Start of PROVIDED TEXT
But three are some improvements of CycleGAN architecture than GAN:

We use dual generator in continous to translate $x$ to $y$ and next restrain back $y$ to $x$. This architecture create a latent space to transform image without predefine paired image.
Cycle consistency loss function is applied to keep distribution of output of dual generator process not far from input.

Finally, the loss function is combination of cycle consistency loss and adversarial loss.

In the next section, i explain detail more about the CycleGAN through cycle consistency loss function. code

2.2. Cycle consistency loss function

To overcome the hardship of collapsion when train GAN model, CycGAN propose a cycle consistency loss function that learning in both direction starting from $X$ and $Y$. We suppose another inverse function of $G$, assuming $F$ to support mapping from $Y$ set to $X$ set. That invention is proved to keep dominance to the other algorithm in image to image translation replying on hand-defined factorizations or shared embedding functions.
End of PROVIDED TEXT
OBJECTIVE:
Repeat the CycleGAN passage between "We use dual" and "predefine paired image.", inclusive.
Start of ENTRIES
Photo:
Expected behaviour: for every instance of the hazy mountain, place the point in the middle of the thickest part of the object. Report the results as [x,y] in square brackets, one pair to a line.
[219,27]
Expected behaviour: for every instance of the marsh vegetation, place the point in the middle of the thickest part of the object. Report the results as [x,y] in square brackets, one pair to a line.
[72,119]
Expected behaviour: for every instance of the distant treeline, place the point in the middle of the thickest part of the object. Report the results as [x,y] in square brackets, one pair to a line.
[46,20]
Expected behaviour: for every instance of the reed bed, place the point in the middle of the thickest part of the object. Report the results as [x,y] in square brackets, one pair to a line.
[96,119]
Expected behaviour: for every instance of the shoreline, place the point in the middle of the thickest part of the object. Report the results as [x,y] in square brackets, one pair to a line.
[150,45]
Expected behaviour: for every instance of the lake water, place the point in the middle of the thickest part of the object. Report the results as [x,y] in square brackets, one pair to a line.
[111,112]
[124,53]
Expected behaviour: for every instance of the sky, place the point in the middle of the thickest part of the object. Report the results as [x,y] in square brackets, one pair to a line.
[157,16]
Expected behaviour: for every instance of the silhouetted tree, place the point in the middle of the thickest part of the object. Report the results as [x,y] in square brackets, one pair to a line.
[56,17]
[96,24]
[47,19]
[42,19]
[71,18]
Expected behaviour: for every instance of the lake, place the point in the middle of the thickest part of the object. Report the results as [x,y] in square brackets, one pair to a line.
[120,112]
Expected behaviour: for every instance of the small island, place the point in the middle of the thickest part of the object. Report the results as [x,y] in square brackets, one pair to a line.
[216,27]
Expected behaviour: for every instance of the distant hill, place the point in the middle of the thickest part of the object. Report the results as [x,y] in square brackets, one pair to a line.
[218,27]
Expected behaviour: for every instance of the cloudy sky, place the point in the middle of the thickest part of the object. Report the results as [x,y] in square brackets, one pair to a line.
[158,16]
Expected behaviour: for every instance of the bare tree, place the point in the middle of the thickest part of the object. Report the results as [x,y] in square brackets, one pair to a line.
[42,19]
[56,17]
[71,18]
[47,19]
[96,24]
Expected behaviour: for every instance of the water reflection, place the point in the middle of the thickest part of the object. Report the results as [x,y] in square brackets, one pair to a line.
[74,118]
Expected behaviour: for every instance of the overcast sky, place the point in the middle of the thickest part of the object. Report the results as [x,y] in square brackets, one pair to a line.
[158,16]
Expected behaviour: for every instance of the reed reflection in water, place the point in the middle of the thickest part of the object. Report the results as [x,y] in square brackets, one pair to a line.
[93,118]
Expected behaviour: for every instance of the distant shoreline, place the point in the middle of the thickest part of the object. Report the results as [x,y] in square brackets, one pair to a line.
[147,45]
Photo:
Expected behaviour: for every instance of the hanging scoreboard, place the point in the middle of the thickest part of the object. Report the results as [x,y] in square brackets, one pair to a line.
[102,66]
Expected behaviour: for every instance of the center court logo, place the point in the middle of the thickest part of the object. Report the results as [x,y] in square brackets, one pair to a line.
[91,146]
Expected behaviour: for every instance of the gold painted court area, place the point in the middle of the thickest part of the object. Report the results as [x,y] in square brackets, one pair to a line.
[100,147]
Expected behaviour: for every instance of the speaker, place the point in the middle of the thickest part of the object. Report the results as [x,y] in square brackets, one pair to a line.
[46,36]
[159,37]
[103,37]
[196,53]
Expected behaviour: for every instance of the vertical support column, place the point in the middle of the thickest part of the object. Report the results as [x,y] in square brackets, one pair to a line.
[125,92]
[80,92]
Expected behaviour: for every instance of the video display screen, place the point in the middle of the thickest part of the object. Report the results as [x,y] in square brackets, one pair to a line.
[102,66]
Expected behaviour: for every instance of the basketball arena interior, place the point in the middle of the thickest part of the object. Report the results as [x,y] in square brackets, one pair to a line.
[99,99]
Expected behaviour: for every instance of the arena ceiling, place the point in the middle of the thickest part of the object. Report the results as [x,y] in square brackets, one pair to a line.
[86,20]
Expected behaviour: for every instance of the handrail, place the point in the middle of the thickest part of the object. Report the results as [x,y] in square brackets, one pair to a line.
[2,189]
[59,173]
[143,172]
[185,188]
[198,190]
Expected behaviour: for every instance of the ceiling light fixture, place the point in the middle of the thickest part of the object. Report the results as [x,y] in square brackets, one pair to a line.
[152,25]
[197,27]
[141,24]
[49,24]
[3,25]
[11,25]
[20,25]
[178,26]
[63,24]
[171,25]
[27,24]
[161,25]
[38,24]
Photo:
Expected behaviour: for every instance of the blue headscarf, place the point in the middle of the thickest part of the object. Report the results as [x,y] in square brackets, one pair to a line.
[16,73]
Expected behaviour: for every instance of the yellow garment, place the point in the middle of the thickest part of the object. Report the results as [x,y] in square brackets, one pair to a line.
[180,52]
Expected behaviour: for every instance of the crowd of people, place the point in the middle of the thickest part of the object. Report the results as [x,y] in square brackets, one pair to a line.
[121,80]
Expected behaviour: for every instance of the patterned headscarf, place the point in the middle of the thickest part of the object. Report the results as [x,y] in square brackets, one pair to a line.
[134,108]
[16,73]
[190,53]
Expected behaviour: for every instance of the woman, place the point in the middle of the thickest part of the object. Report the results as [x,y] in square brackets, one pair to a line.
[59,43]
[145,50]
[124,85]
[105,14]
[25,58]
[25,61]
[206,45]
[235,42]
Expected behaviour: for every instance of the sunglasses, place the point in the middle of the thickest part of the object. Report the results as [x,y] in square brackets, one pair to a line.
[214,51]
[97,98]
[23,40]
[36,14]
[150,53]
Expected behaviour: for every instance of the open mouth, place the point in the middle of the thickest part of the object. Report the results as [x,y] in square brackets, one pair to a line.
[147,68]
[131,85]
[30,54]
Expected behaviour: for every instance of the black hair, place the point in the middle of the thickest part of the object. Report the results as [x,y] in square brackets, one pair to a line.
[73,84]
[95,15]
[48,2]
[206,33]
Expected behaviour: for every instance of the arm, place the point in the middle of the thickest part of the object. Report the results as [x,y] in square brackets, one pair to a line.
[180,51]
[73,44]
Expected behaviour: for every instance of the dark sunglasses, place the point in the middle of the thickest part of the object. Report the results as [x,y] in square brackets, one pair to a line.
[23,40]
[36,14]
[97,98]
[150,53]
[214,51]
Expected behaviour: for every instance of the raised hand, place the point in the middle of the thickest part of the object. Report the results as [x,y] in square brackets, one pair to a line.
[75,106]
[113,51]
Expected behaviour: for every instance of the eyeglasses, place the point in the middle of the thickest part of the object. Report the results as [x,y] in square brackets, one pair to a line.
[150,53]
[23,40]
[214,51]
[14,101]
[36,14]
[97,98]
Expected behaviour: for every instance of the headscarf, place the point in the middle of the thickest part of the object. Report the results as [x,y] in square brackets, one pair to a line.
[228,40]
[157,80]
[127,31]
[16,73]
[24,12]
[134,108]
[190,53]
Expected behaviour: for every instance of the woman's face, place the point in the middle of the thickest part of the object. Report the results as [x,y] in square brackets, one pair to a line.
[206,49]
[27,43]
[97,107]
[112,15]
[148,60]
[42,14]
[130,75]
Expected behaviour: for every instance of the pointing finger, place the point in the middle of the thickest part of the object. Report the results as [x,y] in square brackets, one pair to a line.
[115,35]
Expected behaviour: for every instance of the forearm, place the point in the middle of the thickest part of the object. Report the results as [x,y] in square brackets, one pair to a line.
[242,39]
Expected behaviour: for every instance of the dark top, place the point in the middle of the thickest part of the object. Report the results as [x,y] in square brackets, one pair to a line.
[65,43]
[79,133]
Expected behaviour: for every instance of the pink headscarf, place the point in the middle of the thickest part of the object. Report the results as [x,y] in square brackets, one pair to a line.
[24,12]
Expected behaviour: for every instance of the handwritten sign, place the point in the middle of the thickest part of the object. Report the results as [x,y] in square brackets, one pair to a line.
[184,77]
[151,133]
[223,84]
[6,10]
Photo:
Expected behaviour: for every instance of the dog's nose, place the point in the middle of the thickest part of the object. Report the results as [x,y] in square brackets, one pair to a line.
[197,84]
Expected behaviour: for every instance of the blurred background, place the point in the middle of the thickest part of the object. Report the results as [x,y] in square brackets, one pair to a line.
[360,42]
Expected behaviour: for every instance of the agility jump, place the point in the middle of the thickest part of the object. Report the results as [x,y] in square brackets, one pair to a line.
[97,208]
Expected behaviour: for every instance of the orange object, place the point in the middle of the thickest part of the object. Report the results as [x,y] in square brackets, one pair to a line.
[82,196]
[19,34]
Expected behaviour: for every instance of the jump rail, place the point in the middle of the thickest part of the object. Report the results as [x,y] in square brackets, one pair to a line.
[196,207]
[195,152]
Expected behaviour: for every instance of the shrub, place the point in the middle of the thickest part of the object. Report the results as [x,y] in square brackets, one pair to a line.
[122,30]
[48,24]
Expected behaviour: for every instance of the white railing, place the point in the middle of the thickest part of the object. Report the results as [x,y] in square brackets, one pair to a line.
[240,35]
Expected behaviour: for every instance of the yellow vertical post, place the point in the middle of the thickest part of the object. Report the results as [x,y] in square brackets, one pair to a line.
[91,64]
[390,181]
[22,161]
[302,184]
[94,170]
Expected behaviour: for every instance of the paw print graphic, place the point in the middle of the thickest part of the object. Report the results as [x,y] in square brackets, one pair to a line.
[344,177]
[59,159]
End of ENTRIES
WORKED SOLUTION:
We use dual generator in continous to translate $x$ to $y$ and next restrain back $y$ to $x$. This architecture create a latent space to transform image without predefine paired image.